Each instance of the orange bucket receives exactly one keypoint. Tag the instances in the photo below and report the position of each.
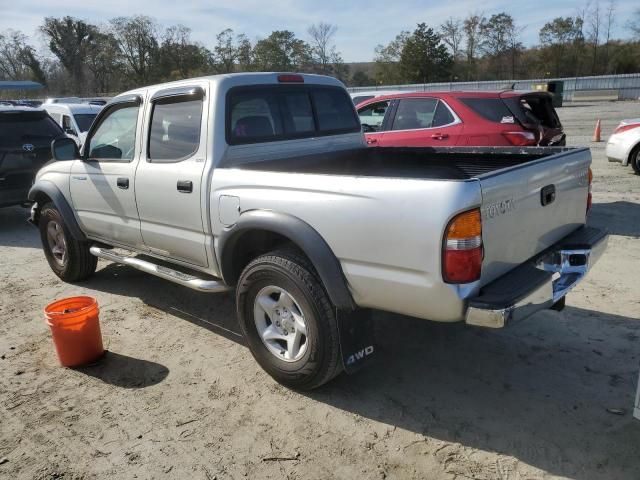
(75, 328)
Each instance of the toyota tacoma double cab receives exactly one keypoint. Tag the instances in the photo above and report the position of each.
(262, 184)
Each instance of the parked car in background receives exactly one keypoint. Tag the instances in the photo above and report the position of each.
(426, 119)
(74, 118)
(359, 97)
(624, 144)
(25, 146)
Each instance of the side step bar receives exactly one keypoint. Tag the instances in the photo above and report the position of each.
(184, 279)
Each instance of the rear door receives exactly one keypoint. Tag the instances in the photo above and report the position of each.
(422, 122)
(169, 184)
(528, 208)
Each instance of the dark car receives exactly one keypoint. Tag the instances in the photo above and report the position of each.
(428, 119)
(25, 145)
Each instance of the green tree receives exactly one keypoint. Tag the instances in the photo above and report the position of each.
(282, 51)
(361, 79)
(424, 57)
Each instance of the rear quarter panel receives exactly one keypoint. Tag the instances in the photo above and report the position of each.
(386, 233)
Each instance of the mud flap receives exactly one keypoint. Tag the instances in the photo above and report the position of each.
(356, 339)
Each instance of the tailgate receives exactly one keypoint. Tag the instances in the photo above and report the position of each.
(527, 208)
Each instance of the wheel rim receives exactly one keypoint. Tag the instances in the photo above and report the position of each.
(57, 242)
(281, 324)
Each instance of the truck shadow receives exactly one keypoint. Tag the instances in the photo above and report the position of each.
(538, 391)
(216, 313)
(126, 372)
(620, 218)
(15, 231)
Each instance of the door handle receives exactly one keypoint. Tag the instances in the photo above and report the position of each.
(185, 186)
(440, 136)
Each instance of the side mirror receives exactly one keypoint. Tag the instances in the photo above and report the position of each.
(64, 148)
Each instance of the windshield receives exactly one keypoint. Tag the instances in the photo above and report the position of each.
(84, 120)
(36, 127)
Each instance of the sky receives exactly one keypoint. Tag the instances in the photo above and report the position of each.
(361, 24)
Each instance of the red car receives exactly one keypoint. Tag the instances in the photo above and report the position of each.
(428, 119)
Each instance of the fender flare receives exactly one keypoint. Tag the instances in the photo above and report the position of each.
(299, 232)
(61, 203)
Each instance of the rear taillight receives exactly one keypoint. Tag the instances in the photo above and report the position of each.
(521, 139)
(624, 127)
(589, 196)
(462, 249)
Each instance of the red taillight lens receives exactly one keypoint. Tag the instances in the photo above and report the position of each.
(624, 127)
(290, 78)
(521, 139)
(462, 250)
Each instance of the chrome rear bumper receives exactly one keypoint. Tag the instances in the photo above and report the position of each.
(540, 283)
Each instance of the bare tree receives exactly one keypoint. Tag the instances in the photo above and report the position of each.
(472, 26)
(634, 24)
(610, 21)
(595, 25)
(323, 52)
(138, 42)
(452, 33)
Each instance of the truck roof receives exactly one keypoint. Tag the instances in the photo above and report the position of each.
(230, 80)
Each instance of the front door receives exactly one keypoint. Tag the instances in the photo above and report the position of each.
(102, 185)
(170, 190)
(422, 122)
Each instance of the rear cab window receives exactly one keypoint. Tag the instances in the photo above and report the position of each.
(267, 113)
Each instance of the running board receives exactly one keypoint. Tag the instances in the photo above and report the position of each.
(184, 279)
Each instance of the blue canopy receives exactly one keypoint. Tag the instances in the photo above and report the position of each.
(20, 85)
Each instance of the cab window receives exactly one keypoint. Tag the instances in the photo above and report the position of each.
(175, 129)
(414, 113)
(115, 136)
(372, 116)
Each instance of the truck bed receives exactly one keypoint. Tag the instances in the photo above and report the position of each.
(418, 163)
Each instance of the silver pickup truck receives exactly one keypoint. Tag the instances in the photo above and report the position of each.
(262, 183)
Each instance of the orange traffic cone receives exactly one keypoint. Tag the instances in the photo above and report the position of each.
(597, 132)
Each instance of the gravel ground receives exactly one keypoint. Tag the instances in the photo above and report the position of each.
(179, 396)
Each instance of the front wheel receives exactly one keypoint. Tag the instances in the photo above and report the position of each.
(288, 320)
(69, 258)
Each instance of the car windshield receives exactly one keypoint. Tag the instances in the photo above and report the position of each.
(19, 127)
(84, 120)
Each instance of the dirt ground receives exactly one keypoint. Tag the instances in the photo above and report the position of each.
(179, 396)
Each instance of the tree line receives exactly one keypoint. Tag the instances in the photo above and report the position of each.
(127, 52)
(479, 47)
(82, 58)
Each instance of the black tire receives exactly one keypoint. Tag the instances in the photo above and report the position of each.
(76, 263)
(293, 273)
(634, 160)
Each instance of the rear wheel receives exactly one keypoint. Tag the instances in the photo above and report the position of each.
(288, 320)
(69, 258)
(634, 160)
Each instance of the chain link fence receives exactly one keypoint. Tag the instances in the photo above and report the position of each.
(628, 86)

◆ ◆ ◆ ◆ ◆ ◆ ◆

__What you need to do__: Give back every line of the material exactly as written, but not the pictures.

__Response to the task__:
Each instance of the orange bucket receives exactly one keypoint. Tag the instances in the photo below and report the position of each.
(75, 328)
Each instance of the toyota tacoma double cab receives exactly one keypoint. Tag the instances in the photo above and report the position of each.
(262, 184)
Each instance of the parked car in background receives exactly one keypoint. Tag the instances in the photo above and report the position of each.
(426, 119)
(74, 118)
(359, 97)
(624, 144)
(25, 146)
Each instance of the side step bar receives exactly one keypoint. Tag the instances in the photo above and report the position of each.
(184, 279)
Each instance of the rear door receives exactly one keypoint. Tag the instances in the photo above and report the position of each.
(422, 122)
(169, 184)
(528, 208)
Each instance of the dark car receives exactly one keypoint. Tag the instances in the photo above and report the position of each.
(428, 119)
(25, 145)
Each instance of the green tree receives exactly one keypoint. Tag the instances in the photo above and report the position of each.
(282, 51)
(361, 79)
(424, 57)
Each instance of the rear quarter panel receives exactly one keypoint. Tag the instances in the photo above and report the position of each.
(386, 233)
Each instance of the mud flap receives exactly one keypoint. Tag the instances in the photo above and report the position of each.
(356, 339)
Each instance of the tailgate receives exactly one keypoint. Tag the instances in the photo above and report the position of each.
(527, 208)
Each instance of the wheel rim receives exactly one keypoint. Tag the instances in the photo above and report the position of each.
(57, 242)
(281, 324)
Each instance of the truck shadow receives exactly one keypoint. Tag the instances in the photo above and report the position of each.
(538, 391)
(216, 313)
(126, 372)
(620, 218)
(15, 231)
Each instance of the door handle receives exactly one keypoint. Tag the instances in the photo above and report the position of each.
(185, 186)
(440, 136)
Each instance of the side mirror receives exactly one keypoint. Tag the instances in the photo above and report the position of each.
(64, 148)
Each instance of the windshield receives exactly one keypoint. Tag the instances in the photo above and report the position of each.
(84, 120)
(36, 127)
Each instance of the sky receives exactly one keypoint. Tag the instances in the photo above and report the position of each.
(361, 24)
Each instance of the red car receives exactly one keypoint. Tag the instances in the photo above and report the position of each.
(428, 119)
Each instance of the fender flare receives exactly one keypoint. Tag the instances in the photo above and report the position of each.
(299, 232)
(61, 203)
Each instance of the rear taillight receives exactly one keypoint. Tag the instances in the photo above and report the position of each.
(521, 139)
(624, 127)
(589, 196)
(462, 249)
Each instance of the red taillight lens receives exactly one keypoint. Tag the instances in the photo above and report the position of each.
(624, 127)
(290, 78)
(521, 139)
(462, 250)
Each instance of the chrome rear bumper receives exactly one keypoint. Tag the instances in the photo above and report the position of each.
(540, 283)
Each instance of the bare tree receives exactly one keypoint. Tag the instances in the photo above and report the position of each.
(472, 26)
(634, 24)
(610, 21)
(595, 25)
(323, 52)
(138, 42)
(452, 33)
Each instance of the truck roof receives exactly one keypoint. Tag the instances in the photo above and report the position of each.
(230, 80)
Each instance of the front door receives exactly one keypoint. Tag the instances in the photo above and report the position of each.
(102, 185)
(170, 190)
(422, 122)
Each instance of the rear cab window receives exactly one keypoint. Tag the instances in the photo above and report the position of each.
(267, 113)
Each instance of the running board receives exactly one keypoint. Tag the instances in the photo above and report the position of each.
(184, 279)
Each instance of the blue canopy receives exactly one keypoint. Tag the instances in the photo above and report the position of each.
(20, 85)
Each instance of the cab window receives exactly one keypoint. Tag the instances in the photo above and report the position of each.
(175, 129)
(414, 113)
(115, 136)
(372, 116)
Each instance of the truck bed receives exactly one keypoint. Tag the instances in the photo above and report the position of each.
(418, 163)
Each instance of the silver pickup truck receives exactly one keypoint. Tag the instances in the photo above and report the position of each.
(262, 183)
Each instance of the orange traffic cone receives exactly one keypoint. Tag the instances in the photo above and report the position of each.
(597, 132)
Each instance of the gravel ground receives exactly one keypoint. Tag the instances in the photo above and report the position of each.
(179, 396)
Each instance of the front wheel receives exactly one keypoint. Tag the instances in the photo above and report the position of each.
(288, 320)
(69, 258)
Each instance of the car windshield receives exactly one keypoint. Tag the instances in the photo above and report the position of each.
(19, 127)
(84, 120)
Each instance of the dirt ground receives exactly one keypoint. Tag the instances in the photo above and report the position of each.
(179, 396)
Each instance of the tree line receives exactly one keypoint. Tag the instances in the photo above and report the position of each.
(127, 52)
(479, 47)
(82, 58)
Each instance of the black tire receives exactly one keypoint. Tag the instances in the photo above and report the position of each.
(76, 263)
(293, 273)
(634, 160)
Each instance of the rear wheel receives exactly one keypoint. Tag the instances in the photo above and report the position of each.
(288, 320)
(69, 258)
(634, 160)
Each instance of the chain link fence receives exactly one keypoint. Tag the instances in the photo above and report the position of each.
(628, 86)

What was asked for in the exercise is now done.